** How to complete this task **
Could you restate the data word for word and drop the pictures?

** Material supplied **

[Start of section]

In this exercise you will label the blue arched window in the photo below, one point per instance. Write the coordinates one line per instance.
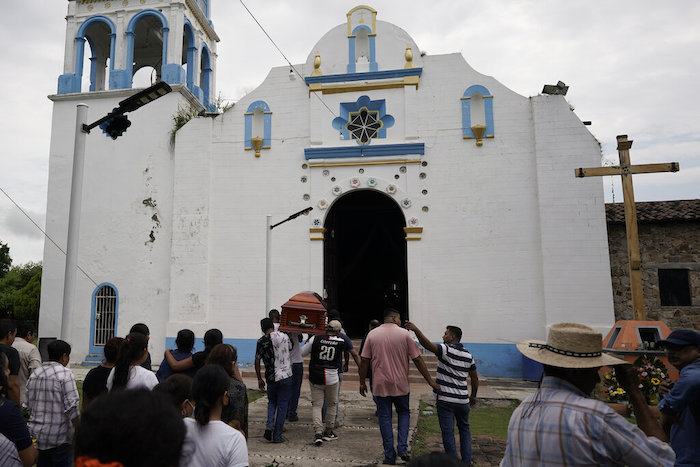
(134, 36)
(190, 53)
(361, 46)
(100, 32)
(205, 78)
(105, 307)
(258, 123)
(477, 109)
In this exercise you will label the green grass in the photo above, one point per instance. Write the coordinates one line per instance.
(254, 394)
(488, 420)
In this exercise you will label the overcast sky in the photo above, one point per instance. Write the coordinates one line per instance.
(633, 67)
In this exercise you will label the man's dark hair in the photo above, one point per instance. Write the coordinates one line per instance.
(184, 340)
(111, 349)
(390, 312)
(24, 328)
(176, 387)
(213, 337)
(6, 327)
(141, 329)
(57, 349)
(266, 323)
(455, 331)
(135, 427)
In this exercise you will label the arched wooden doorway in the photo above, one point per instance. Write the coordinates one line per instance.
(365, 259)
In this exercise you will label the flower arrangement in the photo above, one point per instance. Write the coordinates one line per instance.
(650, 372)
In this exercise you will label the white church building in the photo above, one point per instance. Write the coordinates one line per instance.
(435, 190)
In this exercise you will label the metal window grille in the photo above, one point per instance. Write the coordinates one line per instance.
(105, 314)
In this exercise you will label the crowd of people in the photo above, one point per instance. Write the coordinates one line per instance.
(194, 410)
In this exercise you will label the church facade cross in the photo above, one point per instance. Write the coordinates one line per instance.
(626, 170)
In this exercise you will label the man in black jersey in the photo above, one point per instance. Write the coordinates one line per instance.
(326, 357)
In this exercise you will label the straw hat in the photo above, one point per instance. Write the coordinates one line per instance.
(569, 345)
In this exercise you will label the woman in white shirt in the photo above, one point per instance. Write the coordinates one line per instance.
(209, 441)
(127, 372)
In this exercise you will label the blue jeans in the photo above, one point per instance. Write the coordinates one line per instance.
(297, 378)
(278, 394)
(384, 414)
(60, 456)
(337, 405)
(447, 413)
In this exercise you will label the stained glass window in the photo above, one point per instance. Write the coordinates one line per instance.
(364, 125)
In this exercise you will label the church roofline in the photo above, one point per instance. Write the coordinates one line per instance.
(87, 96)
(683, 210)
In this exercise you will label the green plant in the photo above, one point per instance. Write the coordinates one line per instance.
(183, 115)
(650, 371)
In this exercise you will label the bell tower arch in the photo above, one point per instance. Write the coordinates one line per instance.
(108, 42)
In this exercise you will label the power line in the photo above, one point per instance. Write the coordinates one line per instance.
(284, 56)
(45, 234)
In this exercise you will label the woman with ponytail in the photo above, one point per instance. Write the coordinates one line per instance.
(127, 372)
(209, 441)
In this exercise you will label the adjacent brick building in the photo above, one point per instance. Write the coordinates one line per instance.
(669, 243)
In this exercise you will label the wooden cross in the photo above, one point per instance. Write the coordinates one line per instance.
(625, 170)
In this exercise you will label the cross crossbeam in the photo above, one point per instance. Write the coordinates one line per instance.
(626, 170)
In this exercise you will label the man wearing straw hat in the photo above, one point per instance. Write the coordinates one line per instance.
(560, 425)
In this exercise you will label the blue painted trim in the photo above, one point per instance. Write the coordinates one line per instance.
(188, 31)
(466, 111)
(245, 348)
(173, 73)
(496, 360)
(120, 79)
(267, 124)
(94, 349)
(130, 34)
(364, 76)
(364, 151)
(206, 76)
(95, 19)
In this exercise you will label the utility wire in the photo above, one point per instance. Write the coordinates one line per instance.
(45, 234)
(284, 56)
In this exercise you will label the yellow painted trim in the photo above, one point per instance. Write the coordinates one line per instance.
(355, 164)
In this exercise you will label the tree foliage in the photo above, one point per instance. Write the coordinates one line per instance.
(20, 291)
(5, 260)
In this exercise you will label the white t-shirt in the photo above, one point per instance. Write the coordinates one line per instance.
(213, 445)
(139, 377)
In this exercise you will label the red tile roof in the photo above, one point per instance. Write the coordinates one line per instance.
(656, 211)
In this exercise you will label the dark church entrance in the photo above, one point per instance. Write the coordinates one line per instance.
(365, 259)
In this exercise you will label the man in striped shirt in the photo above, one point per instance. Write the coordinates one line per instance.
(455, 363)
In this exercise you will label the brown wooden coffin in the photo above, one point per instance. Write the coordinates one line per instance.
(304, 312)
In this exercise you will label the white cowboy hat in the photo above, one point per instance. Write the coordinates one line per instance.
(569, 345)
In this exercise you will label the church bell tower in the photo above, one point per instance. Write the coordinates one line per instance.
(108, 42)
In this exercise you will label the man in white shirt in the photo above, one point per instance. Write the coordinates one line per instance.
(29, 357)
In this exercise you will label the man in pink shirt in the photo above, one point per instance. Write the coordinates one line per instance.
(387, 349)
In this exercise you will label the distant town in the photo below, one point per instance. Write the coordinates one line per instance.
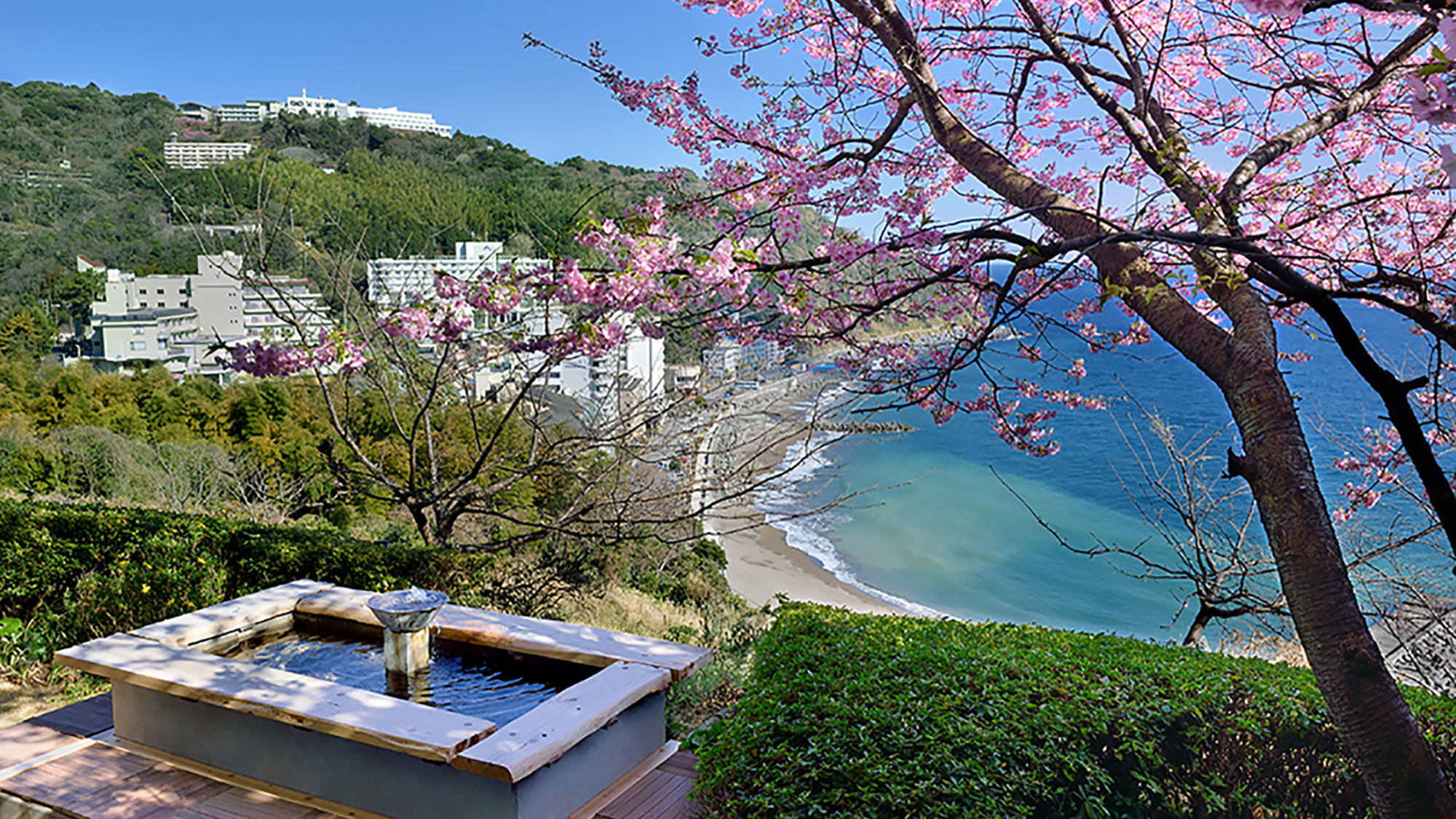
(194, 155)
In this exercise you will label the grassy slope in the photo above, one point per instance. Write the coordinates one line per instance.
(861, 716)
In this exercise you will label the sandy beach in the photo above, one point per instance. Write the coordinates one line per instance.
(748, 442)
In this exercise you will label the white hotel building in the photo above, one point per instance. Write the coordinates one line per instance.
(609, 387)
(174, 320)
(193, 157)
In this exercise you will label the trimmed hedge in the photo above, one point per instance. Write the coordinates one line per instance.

[End of section]

** Your solution **
In this exercise you will label the blue arched window in the photo below, one point per instance. Write the coordinates one line per instance.
(134, 36)
(190, 53)
(361, 46)
(100, 32)
(205, 78)
(105, 307)
(258, 123)
(477, 109)
In this exercise you will label the green grass in the photo above, one point per instance. Write the coordinates one line per instance.
(254, 394)
(488, 420)
In this exercise you will label the overcast sky in the photo above, one point per instance. Write the coordinates one line per instance.
(633, 67)
In this exercise you will label the man's dark hair in the photo above, one point per instance. Write the coordinates one line per instance.
(184, 340)
(111, 349)
(390, 312)
(24, 328)
(176, 387)
(213, 337)
(6, 327)
(141, 329)
(57, 349)
(266, 323)
(455, 331)
(135, 427)
In this exercise you will label the arched wooden doorway in the photo above, one point per instance. Write the coordinates one line per instance.
(365, 259)
In this exercise you will label the flower arrangement in the photo above, one point per instance. Write the coordinates one line per instance.
(650, 372)
In this exercise you will label the white church building in the photo above, one point per instance. Write the coordinates one line per instance.
(435, 190)
In this exercise you will label the metal window grille in the photo above, one point per instance. Write the coordinates one line per instance.
(105, 314)
In this exercise you will label the crowd of people in the photo above, one point per instance. Write the coordinates one line per instance.
(194, 410)
In this exercise you will label the church facade cross in the photo above, one point per instance. Write the coordinates one line per instance.
(626, 170)
In this exercise you will label the man in black jersey in the photo above, one point per instance. Write the coordinates one line per instance.
(326, 357)
In this exercise you will label the straw hat in the photo above, one point per instance. Write the coordinates one line per instance.
(569, 345)
In this exercise you will label the woman in white shirt in the photo above, one point per instance. Write the coordinates one line per instance.
(209, 441)
(127, 372)
In this exercise you will label the blue jeans in the photo above, one point per instance. Write the coordinates one line per instance.
(297, 378)
(278, 394)
(384, 414)
(60, 456)
(337, 405)
(447, 413)
In this exercise you will label the stained glass window in the photo above, one point per instance. Write the coordinates one line per instance.
(364, 125)
In this exercise you will label the church roofline in the photo above, one point per instance. Write the coordinates one line per instance.
(87, 96)
(683, 210)
In this exercise you will label the green plant in the photo above, one point per instance. Write the coordinates one line per instance.
(183, 115)
(650, 371)
In this exercise you will label the bell tower arch in the photo above, one point per instance. Write the coordinates one line per instance.
(108, 42)
In this exercise you will label the power line in the photo above, one point per instance. Write the coordinates one line per instance.
(284, 56)
(45, 234)
In this exercise you will label the woman with ponytail in the photo above, one point per instance. Write the coordinates one line per instance.
(127, 372)
(209, 441)
In this exercise you will label the adjacent brick building in the photo above, one point per instance. Write the coordinates one line per instance.
(669, 243)
In this exercise you will label the wooden cross in the photo above, one point per instance. Write the coordinates one line per instance.
(625, 170)
In this exercise you will label the cross crossbeam in the photo above, one point per instance. Write the coordinates one line per instance.
(626, 170)
In this exercise you will label the man wearing straw hat in the photo above, one point per instance. Write the coordinates one line per instance.
(560, 425)
In this exercise you will label the blue painted trim in the photo above, one point per instance. Write the coordinates one line per instance.
(188, 31)
(466, 111)
(245, 348)
(173, 73)
(496, 360)
(120, 79)
(267, 124)
(94, 349)
(130, 34)
(364, 76)
(364, 151)
(206, 76)
(95, 19)
In this exercise you will label the utility wire in the photo above, one point per instance. Write the coordinates one line per instance.
(45, 234)
(284, 56)
In this exercise you will label the yellow painted trim in the photo above, one point per instance. Write the coordinates one line per instance.
(355, 164)
In this exercise you will label the tree foliage in the photo above, one point per instance. Write the coordinates one line per instance.
(20, 291)
(5, 260)
In this exercise you will label the white t-shirt in the photo above, one point per instance. Write the coordinates one line per instance.
(213, 445)
(139, 377)
In this exercise you will label the red tile roof in the photo above, one point per instance. Write the coordinates one line per instance.
(656, 211)
In this exercise you will label the dark church entrance in the photo above, one point per instance. Write the coordinates one line per instance.
(365, 259)
In this exercise you will label the man in striped shirt in the photo above, one point per instance. Write the coordinates one line per instance.
(455, 363)
In this exercise you will label the brown wooden coffin in the photo above, one point per instance. Write the coordinates one line per instance.
(304, 312)
In this exercise you will label the white cowboy hat in the photo above, one point per instance. Write the coordinates one line per instance.
(569, 345)
In this exercise you will label the church bell tower in the photo above, one point per instance. Write the coordinates one line per instance.
(108, 42)
In this exercise you will label the man in white shirt in the photo above, one point per instance. Write the coordinates one line per instance.
(29, 357)
In this exercise you will label the man in pink shirt in the photo above, one point per instance. Write the coordinates one line per instance.
(387, 349)
In this exercise you will label the distant town in the photo below, one point per instance. Write the coordinates one line per instance.
(194, 155)
In this exercise you will label the grassy slope in the photo above, one point per instance. Write the coordinates one line per instance.
(861, 716)
In this exercise you will label the sandy beach in the photo above, one point per instance. Write the coordinates one line per instance.
(748, 442)
In this exercise you will label the white hotel building in the photo above, one point per instance. Write the coordinates one line per instance.
(609, 387)
(174, 320)
(193, 157)
In this exercise you will label the trimmed hedge in the photo above, one point per instance. Write the coordinates one line per instance.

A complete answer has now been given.